__Your assignment__
Among the entries that follow, how many lines contain the string "woman"? Write the number alone.

Collected data:
· · · · · · ·

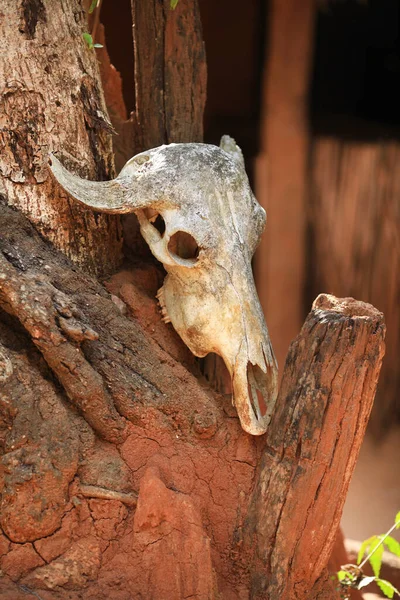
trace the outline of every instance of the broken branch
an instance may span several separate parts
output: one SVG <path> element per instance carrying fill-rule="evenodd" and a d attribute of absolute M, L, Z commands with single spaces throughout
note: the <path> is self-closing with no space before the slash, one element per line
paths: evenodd
<path fill-rule="evenodd" d="M 370 304 L 321 294 L 290 347 L 248 515 L 254 599 L 313 597 L 372 408 L 384 334 Z"/>

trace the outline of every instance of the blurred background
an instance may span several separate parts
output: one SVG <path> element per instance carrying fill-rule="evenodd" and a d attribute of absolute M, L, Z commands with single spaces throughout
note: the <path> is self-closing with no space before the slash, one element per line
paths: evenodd
<path fill-rule="evenodd" d="M 132 21 L 129 0 L 118 4 L 103 2 L 100 18 L 121 74 L 125 107 L 114 108 L 126 118 Z M 281 372 L 319 293 L 385 314 L 386 357 L 342 523 L 363 540 L 400 510 L 400 2 L 199 4 L 204 139 L 236 139 L 267 210 L 255 274 Z"/>

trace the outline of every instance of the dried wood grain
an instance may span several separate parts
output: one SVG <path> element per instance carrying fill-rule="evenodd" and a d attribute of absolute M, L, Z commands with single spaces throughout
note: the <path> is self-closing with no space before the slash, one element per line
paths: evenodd
<path fill-rule="evenodd" d="M 247 522 L 254 599 L 313 597 L 372 408 L 384 333 L 371 305 L 322 294 L 290 347 Z"/>
<path fill-rule="evenodd" d="M 206 63 L 197 2 L 131 0 L 139 150 L 201 142 Z"/>

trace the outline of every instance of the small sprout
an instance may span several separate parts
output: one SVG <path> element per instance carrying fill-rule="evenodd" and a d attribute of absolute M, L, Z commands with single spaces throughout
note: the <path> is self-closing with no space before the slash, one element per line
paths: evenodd
<path fill-rule="evenodd" d="M 92 0 L 92 3 L 91 3 L 90 8 L 89 8 L 89 15 L 92 14 L 92 12 L 94 11 L 94 9 L 97 8 L 99 6 L 99 4 L 100 4 L 100 0 Z"/>
<path fill-rule="evenodd" d="M 376 536 L 373 535 L 370 538 L 368 538 L 367 540 L 364 540 L 363 543 L 361 544 L 360 550 L 359 550 L 358 556 L 357 556 L 357 564 L 358 565 L 361 563 L 362 559 L 364 558 L 364 554 L 367 552 L 367 550 L 369 549 L 369 547 L 371 546 L 371 544 L 375 538 L 376 538 Z"/>
<path fill-rule="evenodd" d="M 176 9 L 176 7 L 178 6 L 178 2 L 179 2 L 179 0 L 171 0 L 170 6 L 171 6 L 172 10 Z"/>
<path fill-rule="evenodd" d="M 337 573 L 337 578 L 343 587 L 356 588 L 363 578 L 363 573 L 356 565 L 343 565 Z"/>
<path fill-rule="evenodd" d="M 89 50 L 92 50 L 92 48 L 93 48 L 93 38 L 90 35 L 90 33 L 87 33 L 87 32 L 82 33 L 82 37 L 85 40 L 85 42 L 86 42 L 87 47 L 89 48 Z"/>
<path fill-rule="evenodd" d="M 396 594 L 400 597 L 400 592 L 390 581 L 380 579 L 379 573 L 382 565 L 384 546 L 396 556 L 400 556 L 400 543 L 390 536 L 394 529 L 400 528 L 400 512 L 397 513 L 394 525 L 383 535 L 373 535 L 361 544 L 360 551 L 357 557 L 357 565 L 344 565 L 337 572 L 337 578 L 340 582 L 340 587 L 344 590 L 345 598 L 349 598 L 349 590 L 351 588 L 361 589 L 366 587 L 373 581 L 377 583 L 381 591 L 387 598 L 393 598 Z M 367 556 L 364 558 L 364 555 Z M 363 566 L 369 561 L 374 572 L 373 577 L 366 577 L 362 572 Z"/>
<path fill-rule="evenodd" d="M 379 577 L 379 573 L 382 566 L 382 558 L 383 558 L 383 544 L 382 537 L 378 535 L 377 539 L 371 545 L 369 562 L 374 572 L 375 577 Z"/>
<path fill-rule="evenodd" d="M 103 46 L 101 44 L 93 44 L 93 38 L 90 35 L 90 33 L 82 33 L 82 37 L 86 42 L 87 47 L 89 48 L 89 50 L 93 50 L 93 48 L 102 48 Z"/>
<path fill-rule="evenodd" d="M 340 582 L 347 580 L 353 582 L 355 580 L 355 576 L 352 573 L 349 573 L 348 571 L 344 570 L 338 571 L 337 578 Z"/>

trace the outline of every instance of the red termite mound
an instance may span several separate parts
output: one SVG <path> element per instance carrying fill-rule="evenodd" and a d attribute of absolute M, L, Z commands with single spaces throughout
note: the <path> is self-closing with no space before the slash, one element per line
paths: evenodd
<path fill-rule="evenodd" d="M 110 294 L 19 213 L 2 207 L 1 225 L 0 597 L 321 594 L 382 315 L 321 296 L 254 438 L 191 372 L 146 292 L 153 267 L 114 277 Z"/>
<path fill-rule="evenodd" d="M 157 282 L 154 268 L 131 270 L 136 285 L 115 277 L 117 300 L 5 207 L 2 230 L 3 251 L 10 239 L 18 248 L 1 270 L 2 305 L 14 302 L 1 323 L 9 597 L 22 585 L 46 599 L 72 598 L 69 589 L 105 598 L 118 587 L 121 599 L 132 589 L 209 598 L 217 580 L 223 597 L 238 597 L 248 588 L 240 531 L 262 440 L 242 432 L 230 398 L 177 362 L 195 369 L 143 288 Z"/>

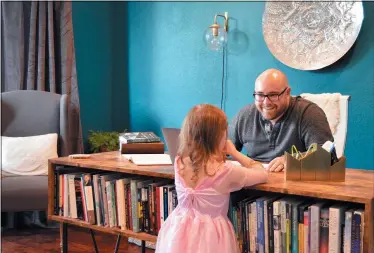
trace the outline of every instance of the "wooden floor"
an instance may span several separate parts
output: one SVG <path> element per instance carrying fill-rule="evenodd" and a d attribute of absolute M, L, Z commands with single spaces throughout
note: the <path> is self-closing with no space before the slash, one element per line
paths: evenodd
<path fill-rule="evenodd" d="M 59 229 L 6 230 L 1 233 L 1 252 L 3 253 L 59 253 Z M 91 235 L 87 229 L 71 227 L 68 231 L 69 253 L 95 252 Z M 114 252 L 117 237 L 95 232 L 100 253 Z M 140 247 L 127 243 L 121 237 L 118 253 L 141 252 Z M 154 252 L 146 250 L 147 253 Z"/>

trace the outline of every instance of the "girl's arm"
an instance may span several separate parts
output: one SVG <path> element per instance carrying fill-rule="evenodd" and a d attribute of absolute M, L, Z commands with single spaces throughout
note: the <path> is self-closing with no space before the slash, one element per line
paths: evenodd
<path fill-rule="evenodd" d="M 243 167 L 265 169 L 260 162 L 256 162 L 255 160 L 249 158 L 246 155 L 243 155 L 241 152 L 236 150 L 234 144 L 230 140 L 227 140 L 226 152 L 227 154 L 231 155 L 235 161 L 238 161 Z"/>
<path fill-rule="evenodd" d="M 268 172 L 262 164 L 237 151 L 230 140 L 226 143 L 226 153 L 242 166 L 231 165 L 230 173 L 221 184 L 221 187 L 225 188 L 222 191 L 232 192 L 243 187 L 267 182 Z"/>

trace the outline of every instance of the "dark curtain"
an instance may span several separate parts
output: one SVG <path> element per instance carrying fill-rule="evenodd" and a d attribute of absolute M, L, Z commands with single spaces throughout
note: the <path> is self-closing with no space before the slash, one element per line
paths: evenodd
<path fill-rule="evenodd" d="M 1 28 L 2 92 L 67 94 L 68 154 L 83 153 L 71 2 L 1 2 Z"/>
<path fill-rule="evenodd" d="M 69 153 L 83 153 L 71 2 L 2 2 L 2 91 L 68 95 Z"/>

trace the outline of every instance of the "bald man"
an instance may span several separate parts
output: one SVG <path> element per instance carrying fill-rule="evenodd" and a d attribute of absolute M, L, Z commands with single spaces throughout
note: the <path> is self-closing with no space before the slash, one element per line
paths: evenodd
<path fill-rule="evenodd" d="M 284 73 L 264 71 L 255 82 L 255 104 L 242 108 L 229 126 L 229 139 L 250 158 L 269 163 L 269 171 L 282 171 L 284 151 L 292 145 L 305 152 L 312 143 L 334 141 L 327 118 L 316 104 L 291 97 Z"/>

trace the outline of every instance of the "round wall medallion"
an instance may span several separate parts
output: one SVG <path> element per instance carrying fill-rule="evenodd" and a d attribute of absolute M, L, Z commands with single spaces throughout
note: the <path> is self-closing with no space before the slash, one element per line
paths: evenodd
<path fill-rule="evenodd" d="M 339 60 L 360 32 L 362 2 L 266 2 L 265 42 L 285 65 L 315 70 Z"/>

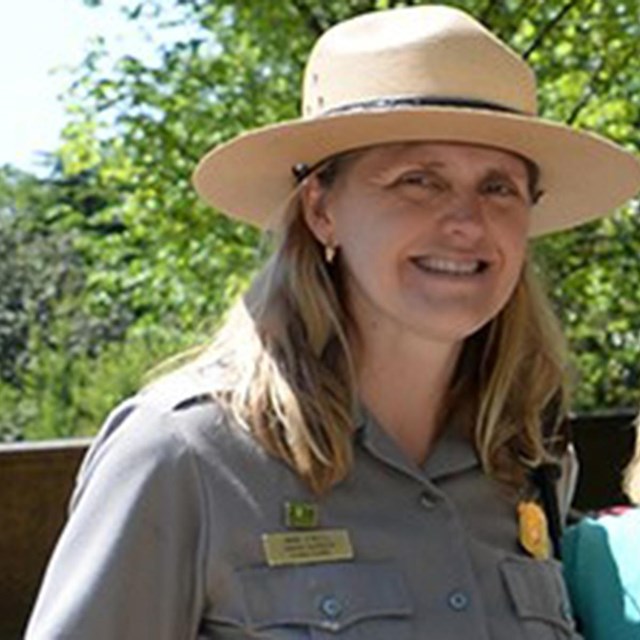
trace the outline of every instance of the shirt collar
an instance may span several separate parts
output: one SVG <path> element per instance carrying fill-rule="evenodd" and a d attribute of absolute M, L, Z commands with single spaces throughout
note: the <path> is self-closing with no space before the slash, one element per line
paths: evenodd
<path fill-rule="evenodd" d="M 422 465 L 407 458 L 384 427 L 362 405 L 356 410 L 355 425 L 356 442 L 383 462 L 421 480 L 425 476 L 437 480 L 480 465 L 473 443 L 456 425 L 445 427 Z"/>
<path fill-rule="evenodd" d="M 469 437 L 457 425 L 449 425 L 436 440 L 422 470 L 435 480 L 479 465 L 480 459 Z"/>

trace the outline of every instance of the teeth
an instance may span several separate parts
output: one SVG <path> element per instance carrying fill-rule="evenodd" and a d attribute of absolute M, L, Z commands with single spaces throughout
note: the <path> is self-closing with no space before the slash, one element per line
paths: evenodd
<path fill-rule="evenodd" d="M 480 270 L 479 260 L 447 260 L 445 258 L 418 258 L 416 264 L 427 271 L 450 273 L 454 275 L 470 275 Z"/>

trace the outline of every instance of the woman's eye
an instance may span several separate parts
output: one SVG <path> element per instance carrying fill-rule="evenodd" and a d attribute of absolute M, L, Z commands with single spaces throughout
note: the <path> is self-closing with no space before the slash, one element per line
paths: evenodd
<path fill-rule="evenodd" d="M 427 189 L 442 189 L 443 185 L 435 177 L 422 171 L 415 171 L 411 173 L 405 173 L 400 176 L 398 183 L 402 185 L 411 185 L 417 187 L 423 187 Z"/>
<path fill-rule="evenodd" d="M 511 182 L 495 180 L 484 185 L 483 192 L 496 196 L 518 196 L 520 192 Z"/>

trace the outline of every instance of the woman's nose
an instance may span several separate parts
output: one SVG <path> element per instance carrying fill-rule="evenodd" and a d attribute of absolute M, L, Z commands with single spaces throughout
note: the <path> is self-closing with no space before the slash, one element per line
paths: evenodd
<path fill-rule="evenodd" d="M 442 224 L 451 233 L 467 235 L 474 239 L 481 236 L 485 228 L 480 195 L 457 194 L 443 213 Z"/>

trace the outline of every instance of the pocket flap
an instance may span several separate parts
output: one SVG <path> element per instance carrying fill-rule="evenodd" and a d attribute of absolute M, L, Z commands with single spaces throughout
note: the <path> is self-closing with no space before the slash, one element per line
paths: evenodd
<path fill-rule="evenodd" d="M 560 566 L 553 560 L 508 558 L 500 565 L 516 613 L 522 619 L 574 629 Z"/>
<path fill-rule="evenodd" d="M 239 572 L 254 628 L 304 625 L 338 631 L 367 618 L 412 613 L 401 572 L 389 563 L 260 567 Z"/>

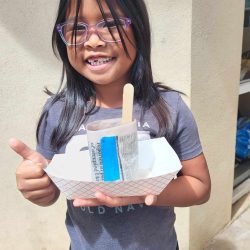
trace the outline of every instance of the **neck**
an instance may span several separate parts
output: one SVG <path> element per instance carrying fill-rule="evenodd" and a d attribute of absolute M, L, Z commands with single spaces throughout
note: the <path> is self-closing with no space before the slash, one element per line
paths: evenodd
<path fill-rule="evenodd" d="M 121 85 L 98 85 L 96 90 L 96 106 L 102 108 L 122 107 L 123 86 Z"/>

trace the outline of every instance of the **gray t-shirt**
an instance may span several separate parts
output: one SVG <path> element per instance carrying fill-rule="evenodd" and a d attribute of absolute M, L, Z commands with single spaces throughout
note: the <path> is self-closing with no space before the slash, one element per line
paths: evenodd
<path fill-rule="evenodd" d="M 168 131 L 168 141 L 180 160 L 188 160 L 202 152 L 198 130 L 193 115 L 177 92 L 162 93 L 170 113 L 171 129 Z M 100 108 L 91 115 L 71 140 L 53 152 L 50 149 L 50 136 L 58 125 L 58 119 L 63 103 L 56 102 L 49 111 L 46 121 L 43 121 L 41 137 L 37 151 L 47 159 L 52 159 L 55 153 L 86 150 L 86 124 L 95 120 L 121 117 L 121 109 Z M 139 121 L 140 106 L 134 105 L 133 117 Z M 142 122 L 138 122 L 138 133 L 148 131 L 151 137 L 158 130 L 157 120 L 147 111 Z M 145 204 L 109 208 L 106 206 L 80 207 L 67 201 L 68 210 L 66 226 L 71 238 L 72 250 L 83 249 L 148 249 L 175 250 L 177 244 L 174 230 L 175 213 L 173 207 L 148 207 Z"/>

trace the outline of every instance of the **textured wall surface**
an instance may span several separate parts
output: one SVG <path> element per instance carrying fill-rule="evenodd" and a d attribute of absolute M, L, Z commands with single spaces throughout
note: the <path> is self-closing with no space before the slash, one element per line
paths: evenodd
<path fill-rule="evenodd" d="M 152 31 L 155 81 L 190 97 L 191 0 L 147 0 Z"/>
<path fill-rule="evenodd" d="M 187 94 L 212 177 L 207 204 L 176 209 L 181 249 L 199 250 L 231 219 L 244 1 L 158 2 L 148 1 L 156 77 Z"/>
<path fill-rule="evenodd" d="M 207 204 L 190 210 L 191 249 L 201 249 L 231 219 L 243 9 L 243 0 L 193 0 L 190 106 L 212 193 Z"/>
<path fill-rule="evenodd" d="M 10 137 L 35 147 L 36 122 L 47 98 L 43 87 L 55 90 L 60 80 L 50 45 L 56 2 L 1 1 L 1 249 L 68 249 L 64 199 L 48 208 L 23 199 L 14 174 L 21 159 L 8 147 Z"/>

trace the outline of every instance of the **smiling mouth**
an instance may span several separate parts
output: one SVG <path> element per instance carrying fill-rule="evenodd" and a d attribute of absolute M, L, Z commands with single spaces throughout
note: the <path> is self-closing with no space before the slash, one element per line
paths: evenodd
<path fill-rule="evenodd" d="M 99 65 L 109 63 L 113 61 L 114 59 L 115 59 L 114 57 L 100 57 L 100 58 L 88 59 L 86 60 L 86 62 L 90 64 L 91 66 L 99 66 Z"/>

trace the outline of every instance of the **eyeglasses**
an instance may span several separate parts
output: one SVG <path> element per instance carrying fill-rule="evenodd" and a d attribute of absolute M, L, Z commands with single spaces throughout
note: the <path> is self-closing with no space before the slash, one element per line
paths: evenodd
<path fill-rule="evenodd" d="M 74 22 L 65 22 L 58 24 L 56 29 L 63 42 L 70 46 L 80 45 L 86 42 L 89 39 L 91 29 L 93 29 L 104 42 L 120 42 L 119 27 L 127 29 L 129 25 L 131 25 L 131 19 L 129 18 L 108 18 L 106 21 L 102 20 L 94 25 L 88 25 L 83 22 L 79 22 L 75 25 Z"/>

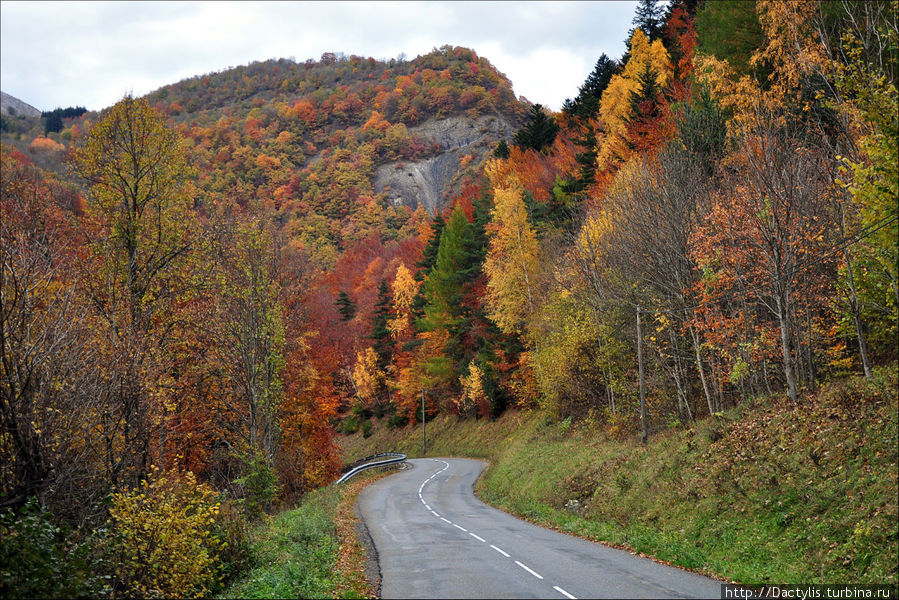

· · · · · · ·

__Exercise solution__
2